Passage
## Start
When In Fact: The only one of the dinosaurs featured in Jurassic Park that would've been around during the Jurassic Period is the majestic brachiosaur - everything else, including the film's staple antagonists such as the tyrannosaur and the velociraptor, should properly be attributed to the Cretaceous Period. Which was spread over roughly the next 100 million years. Timefail!
The Human Stain
Sounds Like: Something a sweaty coach tourist might be caught frantically trying to scrub out of their undercrackers during a restroom stop in an off-colour Farrelly brothers misfire.
When In Fact: Director Robert Benton's savvy adaptation of the Philip Roth novel serves up an incisive take on the early-'90s climate of political, social and religious tension that marked out the Clinton-administered 'culture wars' era. At no point does Sir Anthony Hopkins soil himself on a warm bus - and yes, we've checked the DVD extras.
Courage Of Lassie
Sounds Like: It might have a certain glossy-coated TV pooch in it. One who's really good at sensing immediately when the local idiot child becomes stuck down a remote disused mine shaft, and working out the quickest route to rescue him without so much as a cursory glance at Google Maps.
When In Fact: It doesn't. At all. No, the panting protagonist in 1946's outrageously titled Courage Of Lassie - which stars a young Elizabeth Taylor, dontchaknow - is called Bill, and becomes a bit too bitey for the community's liking after serving in a war. Dogs bearing the on-screen name of Eric Knight's famous canine creation remain somewhat conspicuous by their absence throughout.
Monster's Ball
Sounds Like: We'd like to say a masquerade party held in the underworld, but predictably enough that isn't quite where our minds went first. We jumped straight to tentacled testiculars, and for that we make no apologies. Apart from this one. Sorry.
## End
Extracted records
## Start
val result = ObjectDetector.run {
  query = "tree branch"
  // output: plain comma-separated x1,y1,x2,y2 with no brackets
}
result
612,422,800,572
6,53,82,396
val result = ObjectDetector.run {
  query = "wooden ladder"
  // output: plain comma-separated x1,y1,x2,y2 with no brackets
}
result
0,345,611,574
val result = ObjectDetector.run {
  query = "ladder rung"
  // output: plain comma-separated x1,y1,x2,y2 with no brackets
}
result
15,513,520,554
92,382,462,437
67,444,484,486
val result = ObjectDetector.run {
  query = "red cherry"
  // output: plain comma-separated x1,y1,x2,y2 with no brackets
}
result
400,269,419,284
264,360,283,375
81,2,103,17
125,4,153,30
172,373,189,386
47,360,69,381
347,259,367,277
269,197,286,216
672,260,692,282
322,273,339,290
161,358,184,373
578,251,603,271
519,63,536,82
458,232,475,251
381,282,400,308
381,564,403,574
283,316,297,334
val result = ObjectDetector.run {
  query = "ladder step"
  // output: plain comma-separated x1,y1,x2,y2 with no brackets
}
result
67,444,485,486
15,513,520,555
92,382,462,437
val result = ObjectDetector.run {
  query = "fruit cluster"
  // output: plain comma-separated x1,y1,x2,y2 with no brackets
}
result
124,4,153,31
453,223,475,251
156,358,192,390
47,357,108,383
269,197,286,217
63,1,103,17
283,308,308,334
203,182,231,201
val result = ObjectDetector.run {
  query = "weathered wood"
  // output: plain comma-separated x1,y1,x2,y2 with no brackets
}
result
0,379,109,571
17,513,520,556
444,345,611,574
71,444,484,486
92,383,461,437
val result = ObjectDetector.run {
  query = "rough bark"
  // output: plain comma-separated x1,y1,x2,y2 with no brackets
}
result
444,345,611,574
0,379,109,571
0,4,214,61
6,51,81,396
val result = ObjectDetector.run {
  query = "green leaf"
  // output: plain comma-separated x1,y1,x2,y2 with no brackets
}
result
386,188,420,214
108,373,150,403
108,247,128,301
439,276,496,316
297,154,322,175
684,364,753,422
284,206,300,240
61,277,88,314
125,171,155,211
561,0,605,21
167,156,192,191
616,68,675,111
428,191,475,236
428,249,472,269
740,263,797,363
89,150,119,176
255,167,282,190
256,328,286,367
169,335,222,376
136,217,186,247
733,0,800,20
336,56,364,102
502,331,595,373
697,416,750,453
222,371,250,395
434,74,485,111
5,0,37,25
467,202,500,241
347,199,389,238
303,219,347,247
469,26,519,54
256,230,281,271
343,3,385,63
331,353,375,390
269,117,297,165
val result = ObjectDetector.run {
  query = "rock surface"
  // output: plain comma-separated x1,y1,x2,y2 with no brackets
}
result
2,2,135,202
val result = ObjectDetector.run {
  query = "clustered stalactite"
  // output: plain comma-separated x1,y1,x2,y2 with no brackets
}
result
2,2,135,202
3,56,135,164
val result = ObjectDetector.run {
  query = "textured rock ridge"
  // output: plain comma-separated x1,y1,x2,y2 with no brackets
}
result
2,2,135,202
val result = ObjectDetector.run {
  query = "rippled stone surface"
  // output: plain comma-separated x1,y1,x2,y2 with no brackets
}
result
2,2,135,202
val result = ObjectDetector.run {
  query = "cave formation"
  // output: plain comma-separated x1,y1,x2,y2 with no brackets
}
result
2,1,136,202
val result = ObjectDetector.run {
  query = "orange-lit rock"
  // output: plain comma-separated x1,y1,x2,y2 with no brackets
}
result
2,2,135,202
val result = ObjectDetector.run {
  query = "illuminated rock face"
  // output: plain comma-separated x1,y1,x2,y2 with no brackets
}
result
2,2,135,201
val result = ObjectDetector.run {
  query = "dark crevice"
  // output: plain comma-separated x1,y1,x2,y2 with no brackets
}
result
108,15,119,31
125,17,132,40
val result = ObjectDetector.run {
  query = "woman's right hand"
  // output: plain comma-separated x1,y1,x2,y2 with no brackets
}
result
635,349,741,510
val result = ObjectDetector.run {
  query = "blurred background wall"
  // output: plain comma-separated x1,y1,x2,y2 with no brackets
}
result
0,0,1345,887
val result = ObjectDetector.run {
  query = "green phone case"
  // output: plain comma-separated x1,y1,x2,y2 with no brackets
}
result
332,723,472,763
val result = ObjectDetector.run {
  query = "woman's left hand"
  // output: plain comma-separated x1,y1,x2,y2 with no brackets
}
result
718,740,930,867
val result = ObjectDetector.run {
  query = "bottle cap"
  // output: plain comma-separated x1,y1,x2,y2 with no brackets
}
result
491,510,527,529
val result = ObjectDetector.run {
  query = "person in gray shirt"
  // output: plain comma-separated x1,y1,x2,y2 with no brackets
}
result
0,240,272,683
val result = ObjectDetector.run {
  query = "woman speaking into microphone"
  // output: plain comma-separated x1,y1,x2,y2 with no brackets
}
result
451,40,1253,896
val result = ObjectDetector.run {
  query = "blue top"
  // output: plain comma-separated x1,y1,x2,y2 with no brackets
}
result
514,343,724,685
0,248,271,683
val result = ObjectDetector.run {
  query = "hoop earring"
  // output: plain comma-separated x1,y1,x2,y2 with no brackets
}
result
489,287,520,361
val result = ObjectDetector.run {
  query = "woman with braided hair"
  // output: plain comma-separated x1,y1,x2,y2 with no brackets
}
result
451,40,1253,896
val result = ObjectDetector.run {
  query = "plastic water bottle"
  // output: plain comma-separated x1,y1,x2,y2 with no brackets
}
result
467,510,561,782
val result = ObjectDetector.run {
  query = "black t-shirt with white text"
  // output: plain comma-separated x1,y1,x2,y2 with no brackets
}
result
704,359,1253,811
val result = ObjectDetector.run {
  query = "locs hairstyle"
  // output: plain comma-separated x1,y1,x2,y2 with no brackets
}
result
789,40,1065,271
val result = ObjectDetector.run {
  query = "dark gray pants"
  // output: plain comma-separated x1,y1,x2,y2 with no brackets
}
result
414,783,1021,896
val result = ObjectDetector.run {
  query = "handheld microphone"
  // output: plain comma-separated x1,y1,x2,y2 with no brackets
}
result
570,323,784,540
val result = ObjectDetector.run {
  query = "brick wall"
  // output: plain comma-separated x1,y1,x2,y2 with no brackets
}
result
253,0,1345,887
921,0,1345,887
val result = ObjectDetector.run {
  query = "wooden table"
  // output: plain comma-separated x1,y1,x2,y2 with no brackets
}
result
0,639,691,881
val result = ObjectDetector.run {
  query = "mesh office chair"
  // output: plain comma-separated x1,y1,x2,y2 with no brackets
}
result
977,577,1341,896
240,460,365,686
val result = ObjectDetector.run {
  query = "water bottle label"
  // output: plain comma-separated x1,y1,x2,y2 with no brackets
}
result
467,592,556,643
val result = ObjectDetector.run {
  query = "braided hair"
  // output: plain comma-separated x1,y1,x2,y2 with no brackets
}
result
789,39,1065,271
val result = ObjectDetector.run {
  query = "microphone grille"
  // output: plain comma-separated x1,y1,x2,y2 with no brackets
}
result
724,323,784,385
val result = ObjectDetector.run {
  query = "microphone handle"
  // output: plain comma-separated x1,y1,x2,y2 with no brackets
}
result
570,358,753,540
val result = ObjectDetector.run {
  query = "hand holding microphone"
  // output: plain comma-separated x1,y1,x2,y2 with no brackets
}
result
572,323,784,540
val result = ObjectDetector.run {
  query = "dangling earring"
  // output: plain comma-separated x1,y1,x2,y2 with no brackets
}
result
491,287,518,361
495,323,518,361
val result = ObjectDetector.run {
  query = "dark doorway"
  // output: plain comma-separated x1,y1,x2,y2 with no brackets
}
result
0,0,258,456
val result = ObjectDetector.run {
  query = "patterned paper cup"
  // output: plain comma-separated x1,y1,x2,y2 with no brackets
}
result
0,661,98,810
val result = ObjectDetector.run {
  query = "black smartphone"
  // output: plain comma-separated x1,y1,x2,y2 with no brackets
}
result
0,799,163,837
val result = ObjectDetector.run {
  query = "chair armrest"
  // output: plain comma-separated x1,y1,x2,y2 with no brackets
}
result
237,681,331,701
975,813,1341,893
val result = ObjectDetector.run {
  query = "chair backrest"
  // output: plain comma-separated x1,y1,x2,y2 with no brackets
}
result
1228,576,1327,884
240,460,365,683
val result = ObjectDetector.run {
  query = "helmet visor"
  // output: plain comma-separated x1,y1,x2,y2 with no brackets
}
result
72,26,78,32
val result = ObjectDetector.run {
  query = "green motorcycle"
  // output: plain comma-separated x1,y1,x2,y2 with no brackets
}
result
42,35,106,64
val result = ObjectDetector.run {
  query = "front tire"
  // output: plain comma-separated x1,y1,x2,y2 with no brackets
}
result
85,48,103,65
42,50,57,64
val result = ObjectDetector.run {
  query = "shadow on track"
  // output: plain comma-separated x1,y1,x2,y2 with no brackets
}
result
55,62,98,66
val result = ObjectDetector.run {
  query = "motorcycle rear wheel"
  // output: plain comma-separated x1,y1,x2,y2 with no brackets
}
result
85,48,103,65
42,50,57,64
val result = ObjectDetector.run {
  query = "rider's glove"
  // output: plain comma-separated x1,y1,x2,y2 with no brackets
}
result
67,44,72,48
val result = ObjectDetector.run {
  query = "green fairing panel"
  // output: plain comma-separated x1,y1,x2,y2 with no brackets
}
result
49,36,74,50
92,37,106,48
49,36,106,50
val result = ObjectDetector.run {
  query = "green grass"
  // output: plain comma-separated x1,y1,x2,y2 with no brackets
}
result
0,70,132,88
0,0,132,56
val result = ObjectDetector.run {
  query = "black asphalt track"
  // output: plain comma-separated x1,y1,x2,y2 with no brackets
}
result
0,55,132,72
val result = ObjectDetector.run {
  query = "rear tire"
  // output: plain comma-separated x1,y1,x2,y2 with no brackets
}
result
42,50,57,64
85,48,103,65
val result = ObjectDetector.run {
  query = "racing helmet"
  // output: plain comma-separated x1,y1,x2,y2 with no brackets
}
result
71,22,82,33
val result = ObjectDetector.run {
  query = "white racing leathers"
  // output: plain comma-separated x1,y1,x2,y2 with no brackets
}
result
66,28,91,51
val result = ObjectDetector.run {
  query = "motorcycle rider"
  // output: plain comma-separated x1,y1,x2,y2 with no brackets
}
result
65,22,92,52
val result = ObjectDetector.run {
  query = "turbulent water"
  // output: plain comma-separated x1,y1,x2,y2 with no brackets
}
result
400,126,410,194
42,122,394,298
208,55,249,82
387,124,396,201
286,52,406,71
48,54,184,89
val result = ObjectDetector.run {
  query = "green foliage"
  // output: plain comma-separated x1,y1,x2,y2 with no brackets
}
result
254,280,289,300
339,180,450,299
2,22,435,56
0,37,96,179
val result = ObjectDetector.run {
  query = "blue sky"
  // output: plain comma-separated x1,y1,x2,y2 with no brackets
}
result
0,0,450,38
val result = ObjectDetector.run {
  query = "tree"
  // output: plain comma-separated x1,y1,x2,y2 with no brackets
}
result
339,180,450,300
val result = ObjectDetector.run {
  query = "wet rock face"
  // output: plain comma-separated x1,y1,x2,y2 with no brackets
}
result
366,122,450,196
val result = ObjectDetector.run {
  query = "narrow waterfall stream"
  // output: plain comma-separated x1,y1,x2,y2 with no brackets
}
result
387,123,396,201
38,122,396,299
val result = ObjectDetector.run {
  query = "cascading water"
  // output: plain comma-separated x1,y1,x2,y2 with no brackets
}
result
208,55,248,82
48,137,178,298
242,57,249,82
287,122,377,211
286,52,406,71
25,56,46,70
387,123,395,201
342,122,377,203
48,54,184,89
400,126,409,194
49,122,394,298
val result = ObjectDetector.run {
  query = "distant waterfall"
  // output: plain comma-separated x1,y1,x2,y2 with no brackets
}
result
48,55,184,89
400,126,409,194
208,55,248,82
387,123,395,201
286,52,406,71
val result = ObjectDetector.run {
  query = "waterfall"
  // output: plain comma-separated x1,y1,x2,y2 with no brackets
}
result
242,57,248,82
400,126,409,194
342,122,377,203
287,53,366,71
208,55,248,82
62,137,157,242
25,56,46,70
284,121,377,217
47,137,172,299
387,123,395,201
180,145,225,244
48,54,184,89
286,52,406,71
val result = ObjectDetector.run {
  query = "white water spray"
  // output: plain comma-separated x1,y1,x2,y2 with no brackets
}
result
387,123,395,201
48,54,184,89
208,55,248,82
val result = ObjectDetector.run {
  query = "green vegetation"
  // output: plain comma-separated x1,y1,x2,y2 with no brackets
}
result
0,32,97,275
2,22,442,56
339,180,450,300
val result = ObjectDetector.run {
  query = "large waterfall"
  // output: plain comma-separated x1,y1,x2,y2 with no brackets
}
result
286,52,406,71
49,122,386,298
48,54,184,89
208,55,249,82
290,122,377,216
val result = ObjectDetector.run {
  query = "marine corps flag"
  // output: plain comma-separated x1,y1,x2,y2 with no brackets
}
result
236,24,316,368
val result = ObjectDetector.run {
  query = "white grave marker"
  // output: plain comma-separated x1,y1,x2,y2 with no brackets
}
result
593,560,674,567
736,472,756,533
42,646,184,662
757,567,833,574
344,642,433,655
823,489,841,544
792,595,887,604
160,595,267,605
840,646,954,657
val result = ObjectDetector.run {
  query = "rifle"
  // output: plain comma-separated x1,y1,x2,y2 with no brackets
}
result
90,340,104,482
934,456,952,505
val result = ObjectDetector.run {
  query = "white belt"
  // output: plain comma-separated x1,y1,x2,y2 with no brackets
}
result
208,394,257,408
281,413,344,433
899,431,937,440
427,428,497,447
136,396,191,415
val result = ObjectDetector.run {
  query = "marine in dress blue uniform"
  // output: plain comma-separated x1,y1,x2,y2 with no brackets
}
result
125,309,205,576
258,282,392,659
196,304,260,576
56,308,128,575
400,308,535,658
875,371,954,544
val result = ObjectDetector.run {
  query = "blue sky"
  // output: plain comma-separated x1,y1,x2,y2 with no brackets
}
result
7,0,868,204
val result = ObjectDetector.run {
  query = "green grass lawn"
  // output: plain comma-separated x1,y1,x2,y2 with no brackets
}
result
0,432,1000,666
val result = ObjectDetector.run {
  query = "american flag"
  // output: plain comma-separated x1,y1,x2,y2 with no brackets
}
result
## End
Job
Please check the passage on misleading film titles above: what is the dog in Courage Of Lassie called?

Result of this exercise
Bill